DO THIS:
Present the lines below as a numbered list, omitting any blank lines and leaving out the pictures.

* BEGIN *

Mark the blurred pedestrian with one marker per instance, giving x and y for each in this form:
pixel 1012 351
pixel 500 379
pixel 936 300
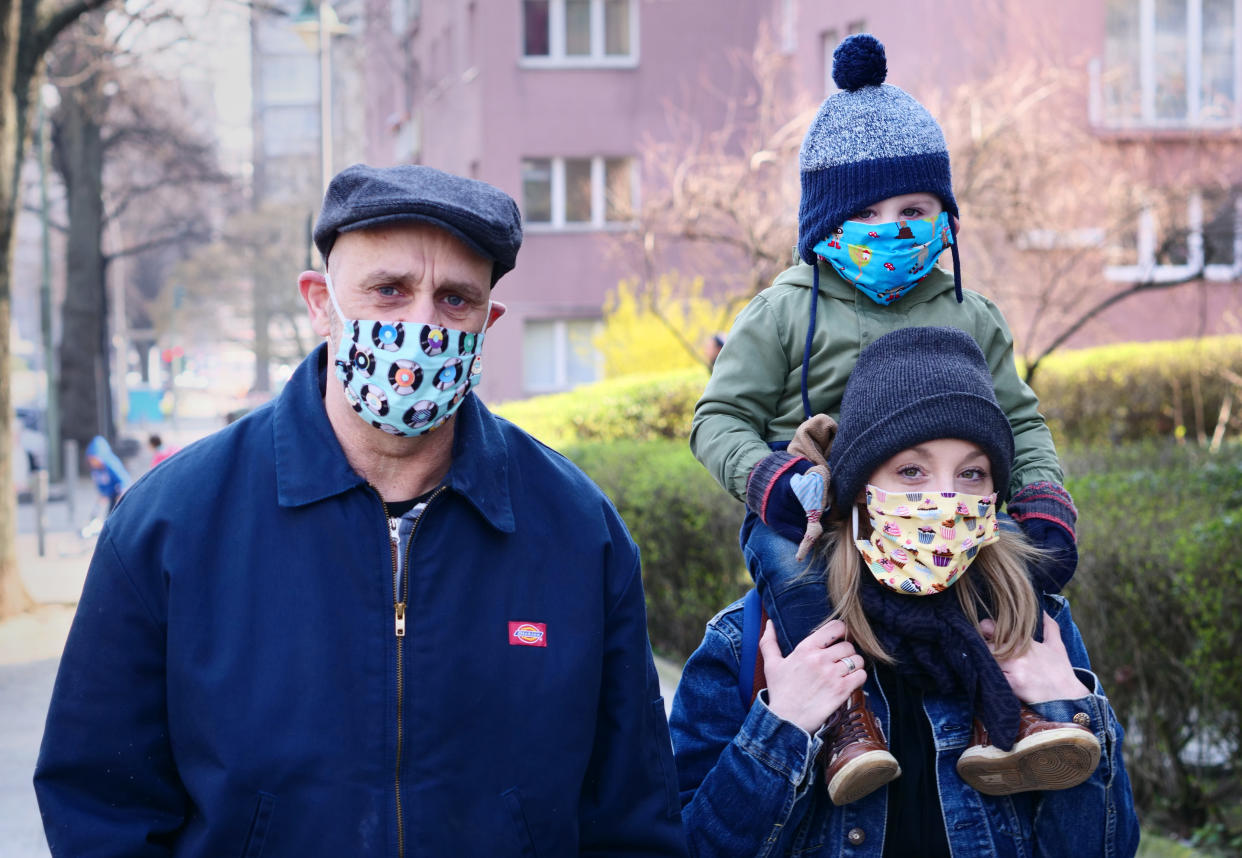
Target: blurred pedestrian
pixel 111 479
pixel 159 451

* END *

TASK RESULT:
1. Mark the blurred pedestrian with one marker per instance, giving x and y for each in this form:
2. pixel 1012 351
3. pixel 500 379
4. pixel 936 300
5. Target: blurred pedestrian
6. pixel 111 479
7. pixel 159 451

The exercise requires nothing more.